_Objective_: Repeat the data word for word, everything from the line containing "Could you please tag every instance of the palm" down to the end of the data. Leave the pictures out of your answer.
BEGIN
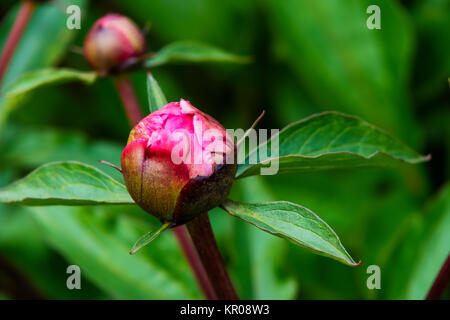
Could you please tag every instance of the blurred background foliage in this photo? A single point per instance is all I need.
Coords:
(308, 56)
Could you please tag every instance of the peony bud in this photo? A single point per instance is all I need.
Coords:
(179, 163)
(111, 41)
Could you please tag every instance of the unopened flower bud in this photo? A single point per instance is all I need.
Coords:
(111, 41)
(179, 163)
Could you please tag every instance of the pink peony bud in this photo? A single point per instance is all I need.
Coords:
(111, 41)
(179, 163)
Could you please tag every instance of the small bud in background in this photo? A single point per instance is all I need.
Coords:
(179, 163)
(111, 41)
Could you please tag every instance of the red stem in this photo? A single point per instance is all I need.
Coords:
(203, 239)
(129, 100)
(441, 281)
(134, 114)
(25, 12)
(196, 265)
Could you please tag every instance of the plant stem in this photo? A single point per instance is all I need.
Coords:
(441, 281)
(25, 12)
(133, 111)
(203, 239)
(196, 265)
(129, 100)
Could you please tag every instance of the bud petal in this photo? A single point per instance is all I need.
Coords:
(174, 165)
(112, 40)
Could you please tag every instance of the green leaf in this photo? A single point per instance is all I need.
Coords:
(193, 52)
(99, 244)
(424, 250)
(326, 141)
(293, 222)
(148, 237)
(156, 98)
(44, 41)
(28, 82)
(66, 183)
(259, 261)
(49, 145)
(346, 65)
(23, 244)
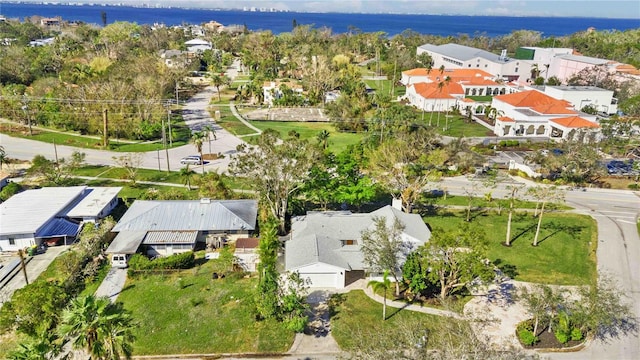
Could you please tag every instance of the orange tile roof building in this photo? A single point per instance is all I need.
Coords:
(532, 114)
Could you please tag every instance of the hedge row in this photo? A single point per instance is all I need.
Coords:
(178, 261)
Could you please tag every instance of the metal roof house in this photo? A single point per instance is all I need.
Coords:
(325, 246)
(174, 226)
(33, 216)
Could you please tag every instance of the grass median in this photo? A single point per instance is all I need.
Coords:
(565, 255)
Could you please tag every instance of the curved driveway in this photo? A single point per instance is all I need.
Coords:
(618, 256)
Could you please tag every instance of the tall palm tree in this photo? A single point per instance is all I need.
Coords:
(211, 133)
(218, 80)
(383, 286)
(323, 138)
(3, 156)
(102, 329)
(197, 138)
(187, 174)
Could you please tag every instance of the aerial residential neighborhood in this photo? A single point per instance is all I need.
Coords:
(209, 191)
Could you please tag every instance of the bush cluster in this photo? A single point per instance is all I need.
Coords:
(178, 261)
(509, 143)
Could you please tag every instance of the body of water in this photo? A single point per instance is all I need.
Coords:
(278, 22)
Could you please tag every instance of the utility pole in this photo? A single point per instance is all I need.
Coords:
(169, 124)
(105, 129)
(164, 144)
(24, 267)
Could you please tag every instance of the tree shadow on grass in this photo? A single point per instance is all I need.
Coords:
(572, 230)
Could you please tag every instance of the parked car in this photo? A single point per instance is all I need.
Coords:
(191, 160)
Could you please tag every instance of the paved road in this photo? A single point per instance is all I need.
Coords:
(618, 254)
(196, 116)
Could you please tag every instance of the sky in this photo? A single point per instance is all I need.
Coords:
(546, 8)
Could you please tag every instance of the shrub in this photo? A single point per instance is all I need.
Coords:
(562, 336)
(527, 337)
(576, 334)
(10, 190)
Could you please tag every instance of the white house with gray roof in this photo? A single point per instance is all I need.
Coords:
(455, 56)
(324, 247)
(175, 226)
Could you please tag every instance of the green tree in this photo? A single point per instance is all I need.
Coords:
(213, 185)
(383, 286)
(276, 168)
(544, 195)
(218, 81)
(104, 330)
(21, 313)
(3, 156)
(187, 174)
(131, 163)
(323, 138)
(56, 173)
(266, 296)
(197, 138)
(383, 248)
(455, 258)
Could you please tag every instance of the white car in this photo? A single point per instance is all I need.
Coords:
(191, 160)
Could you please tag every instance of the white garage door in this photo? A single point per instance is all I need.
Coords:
(321, 280)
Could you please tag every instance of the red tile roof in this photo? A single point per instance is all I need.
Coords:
(575, 122)
(537, 101)
(431, 90)
(506, 119)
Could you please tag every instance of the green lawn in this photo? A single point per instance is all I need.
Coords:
(120, 173)
(565, 254)
(356, 319)
(458, 200)
(229, 122)
(86, 142)
(383, 86)
(456, 125)
(199, 315)
(338, 141)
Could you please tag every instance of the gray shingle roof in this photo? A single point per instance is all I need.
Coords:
(463, 53)
(317, 237)
(28, 211)
(185, 215)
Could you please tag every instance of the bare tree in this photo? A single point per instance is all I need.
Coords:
(131, 163)
(544, 195)
(383, 248)
(514, 189)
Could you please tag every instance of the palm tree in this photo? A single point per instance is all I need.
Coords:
(102, 329)
(218, 80)
(323, 137)
(3, 156)
(187, 174)
(211, 133)
(383, 286)
(197, 138)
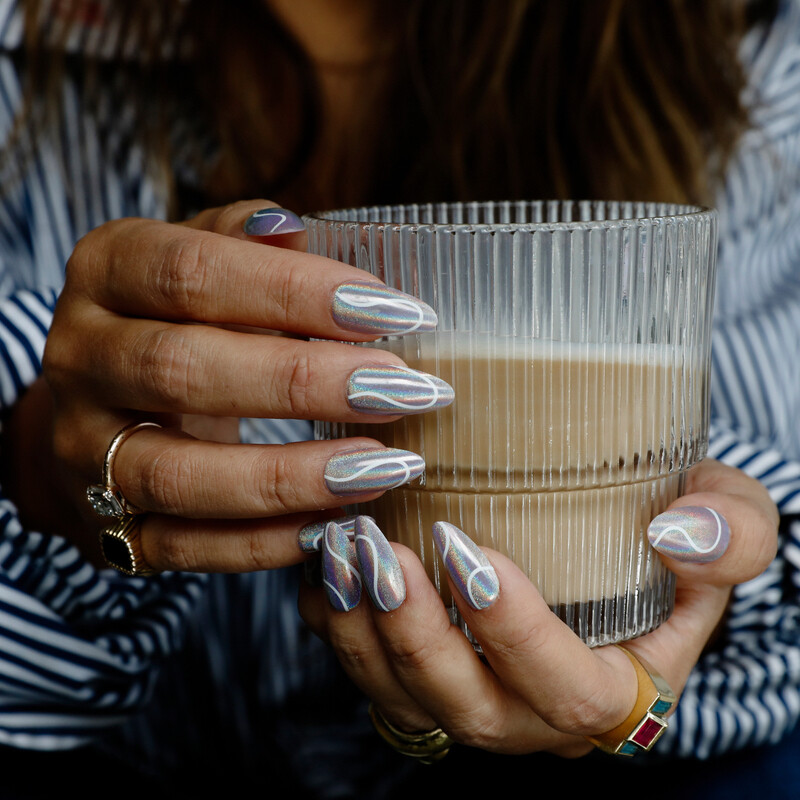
END
_Reply_:
Could you please tag every instance of the palm tree in this photo? A single point per instance is all I need.
Coords:
(102, 329)
(218, 80)
(323, 137)
(3, 156)
(187, 174)
(211, 133)
(383, 286)
(197, 138)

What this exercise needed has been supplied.